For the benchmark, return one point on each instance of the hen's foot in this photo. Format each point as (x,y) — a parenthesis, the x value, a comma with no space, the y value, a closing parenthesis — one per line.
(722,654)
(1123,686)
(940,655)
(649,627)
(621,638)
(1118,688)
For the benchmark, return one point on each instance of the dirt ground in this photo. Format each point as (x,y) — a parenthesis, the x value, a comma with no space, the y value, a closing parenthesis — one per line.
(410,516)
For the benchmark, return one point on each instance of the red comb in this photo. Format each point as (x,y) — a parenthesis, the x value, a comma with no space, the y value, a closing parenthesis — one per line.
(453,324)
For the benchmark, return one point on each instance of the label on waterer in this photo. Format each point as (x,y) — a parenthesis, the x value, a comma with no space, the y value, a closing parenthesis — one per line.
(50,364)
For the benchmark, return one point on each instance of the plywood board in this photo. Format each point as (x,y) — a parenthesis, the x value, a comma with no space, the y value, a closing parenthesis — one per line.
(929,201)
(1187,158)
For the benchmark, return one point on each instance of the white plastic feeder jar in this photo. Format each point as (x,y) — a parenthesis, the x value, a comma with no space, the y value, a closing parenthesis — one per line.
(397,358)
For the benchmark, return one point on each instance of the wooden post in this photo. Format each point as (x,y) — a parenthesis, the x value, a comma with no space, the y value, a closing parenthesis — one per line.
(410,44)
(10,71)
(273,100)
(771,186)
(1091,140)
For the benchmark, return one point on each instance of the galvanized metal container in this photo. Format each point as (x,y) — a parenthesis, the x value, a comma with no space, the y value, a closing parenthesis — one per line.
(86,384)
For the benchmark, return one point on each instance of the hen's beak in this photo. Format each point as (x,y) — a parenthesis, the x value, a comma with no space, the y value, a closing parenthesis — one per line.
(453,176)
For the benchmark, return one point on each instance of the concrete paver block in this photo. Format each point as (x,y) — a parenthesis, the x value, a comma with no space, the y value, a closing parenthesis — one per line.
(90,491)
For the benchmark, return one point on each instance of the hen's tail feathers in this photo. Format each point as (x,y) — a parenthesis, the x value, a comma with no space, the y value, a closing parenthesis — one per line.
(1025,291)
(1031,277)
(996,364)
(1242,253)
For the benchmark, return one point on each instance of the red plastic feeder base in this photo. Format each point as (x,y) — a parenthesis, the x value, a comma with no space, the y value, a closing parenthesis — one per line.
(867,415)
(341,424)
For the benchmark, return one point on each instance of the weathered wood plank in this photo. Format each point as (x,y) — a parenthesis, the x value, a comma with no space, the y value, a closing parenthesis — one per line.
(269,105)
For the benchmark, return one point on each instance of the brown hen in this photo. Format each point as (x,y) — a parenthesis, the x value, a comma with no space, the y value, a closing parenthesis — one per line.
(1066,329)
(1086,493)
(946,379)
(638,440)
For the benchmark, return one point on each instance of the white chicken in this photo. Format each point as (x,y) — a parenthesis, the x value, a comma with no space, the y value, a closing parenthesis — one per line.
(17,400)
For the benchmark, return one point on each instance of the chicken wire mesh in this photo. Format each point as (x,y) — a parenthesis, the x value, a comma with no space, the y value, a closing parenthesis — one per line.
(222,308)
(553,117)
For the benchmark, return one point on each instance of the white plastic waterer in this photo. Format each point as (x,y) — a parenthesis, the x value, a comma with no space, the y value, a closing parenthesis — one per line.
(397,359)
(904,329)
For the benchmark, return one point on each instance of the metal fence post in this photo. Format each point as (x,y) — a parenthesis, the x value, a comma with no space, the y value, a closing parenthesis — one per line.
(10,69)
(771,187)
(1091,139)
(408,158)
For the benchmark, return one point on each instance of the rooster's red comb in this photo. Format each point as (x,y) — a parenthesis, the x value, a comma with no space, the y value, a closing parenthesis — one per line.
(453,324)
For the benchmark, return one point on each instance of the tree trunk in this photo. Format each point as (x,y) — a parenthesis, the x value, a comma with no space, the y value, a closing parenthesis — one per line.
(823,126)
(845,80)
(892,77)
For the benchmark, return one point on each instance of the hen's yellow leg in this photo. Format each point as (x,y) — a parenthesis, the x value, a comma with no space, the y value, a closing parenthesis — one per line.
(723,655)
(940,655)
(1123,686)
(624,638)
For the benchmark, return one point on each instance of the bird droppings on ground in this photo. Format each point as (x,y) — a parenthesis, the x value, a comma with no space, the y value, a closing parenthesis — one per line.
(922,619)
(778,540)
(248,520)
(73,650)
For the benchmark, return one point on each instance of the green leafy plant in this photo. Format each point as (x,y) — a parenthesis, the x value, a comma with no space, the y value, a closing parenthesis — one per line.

What you should do
Reproduce every line above verbatim, in the same order, with no changes to wording, spacing, or punctuation.

Problem solution
For the benchmark, return one point on each instance of the hen's foot in this photo. Format each point as (x,y) — a parenthesis, the x value, a comma with no space, the y value, a closing parenthesis — one per line.
(722,654)
(1123,686)
(940,655)
(649,627)
(621,638)
(1118,688)
For the benchmark, return one point on each instance of the dirt ground in this photo. Format each point as (x,y) — a parenthesis, the x value, a comma with no space, the y value, a closing parenthesis — one per line.
(410,516)
For the benchmark, return one point on each instance of the red comb in this photo. Format each point as (x,y) — a parenthesis, the x value, a comma with no space, the y value, a closing parenthesis — one per line.
(453,324)
For the benchmark, return one point on each instance of the label on waterer in this photo. Format each point as (x,y) — a parenthesis, the x value, a comma with no space, the y value, a closing parenthesis — one per line.
(50,364)
For the benchmark, return one point on each instance of the plywood board in this photo. Format each point as (x,y) — a parenthesis, the x value, a comma with no space, the y value, a closing parenthesis — one per line.
(929,201)
(1187,158)
For the benchmark, return one point on each instance of the white plastic feeder jar in this photo. Format each point as (x,y) — a parenthesis, the x value, a comma with no space, the y value, a closing parenthesis — one per line.
(397,358)
For the benchmark, return one point on each instance of the wooden post in this photo. Format each point as (x,y) — a parenthesis, the x value, a comma with no space, the y value, a closing parenthesis — one per line.
(410,44)
(10,71)
(273,100)
(771,186)
(1091,140)
For the benchmark, return one point on each instance of the galvanized metal container in this photo. Format each point as (x,y) — a parenthesis, the x value, a comma with no space, the y value, a closing parenthesis — one per line.
(86,384)
For the benchmark, return one point on each instance of the hen's beak in this photo. Format each point as (x,y) — a parenthesis, the x value, a comma with no space, the y value, a closing parenthesis — one per line.
(453,176)
For the benchmark, return one point on each instance of the concrete paver block in this photo. Format each point as (x,y) — a parenthesis, the x value, a comma with no space, the y value, a closing parenthesis — one per line.
(90,491)
For the benchmark, return one point on each instance of the hen's tail feathers in this photo. Format each point as (x,y) — a parenthesis, the x value, a comma with no space, the y value, a closing parenthesis — one per line.
(1025,291)
(1031,277)
(996,364)
(1242,253)
For the benchmark, return one point on each instance of the red plastic feeder base in this photo. Format each point as (x,y) — a parenthesis, the x value, a comma with no space, the y value, a closing parenthesis — one per line.
(867,415)
(341,424)
For the benchmark, return one point on each instance of the weathered wood plank in this photo. Format each point as (x,y) — a parenthesis, the x value, a comma with no space, the y value, a closing parenthesis — one per line.
(269,105)
For the benchmark, return one point on each instance of the brown hen in this photo. Format each point as (x,y) — a parenthesis, the x value, a comma with no space, the y value, a closing parenthesis — one per line.
(1066,329)
(1086,493)
(946,379)
(638,440)
For the benchmark, return one point on each instance of the white chicken in this photo. Format each point as (x,y) — a parenthesis, the x value, a comma with no space, the y value, a closing parenthesis — one per line.
(17,400)
For the benchmark, return one point on each instance of the chicken wire mesh in this photo. Format each point as (x,y) — a parenthesis, the x value, a comma with no space, the y value, a closing parenthesis — one per line.
(222,308)
(553,117)
For the benchmark, return one point on each instance of the white plastic waterer in this photo. Format each point as (x,y) — a parenthesis, the x value, a comma with no space, the y value, a closing parenthesis — one per line.
(397,359)
(904,329)
For the benchmark, return one point on each instance of the metal fence post in this photo. Format each point as (x,y) — a parenthesis, the x value, a comma with no space, the y value, a closing parenthesis — one per line.
(10,69)
(771,187)
(1091,139)
(408,158)
For the benchmark, return one point on each instance of the rooster's red comb in this photo. Format each point as (x,y) — a parenthesis, the x value, a comma with no space, the y value, a closing parenthesis — one per line.
(453,324)
For the benchmark, return one point on each instance of the tree trunk in this photo. Format each point as (x,y) — a parenthesis, the x value, a comma with no space, the y value, a closing parenthesis — one per line.
(823,126)
(845,80)
(892,77)
For the benchmark, return one point on each instance of the hen's yellow leg in this photo. Format each point as (x,y) — a parenthesis, the x value, a comma with no space, the y value, a closing parenthesis — one per line.
(723,655)
(940,655)
(1123,686)
(624,638)
For the benchmark, return one point on each instance of the bird droppings on ground in this photo. Format each point as (x,y) — a parenthesis, the x value, a comma with no space, the y value, a closing parenthesis — one per line.
(922,619)
(778,540)
(248,520)
(73,650)
For the benchmark, return one point on each instance of the green leafy plant in this photo. Format each point as (x,y) — a parenthesis, the x value, a comma with no space, the y value, a closing parenthesis — one per line.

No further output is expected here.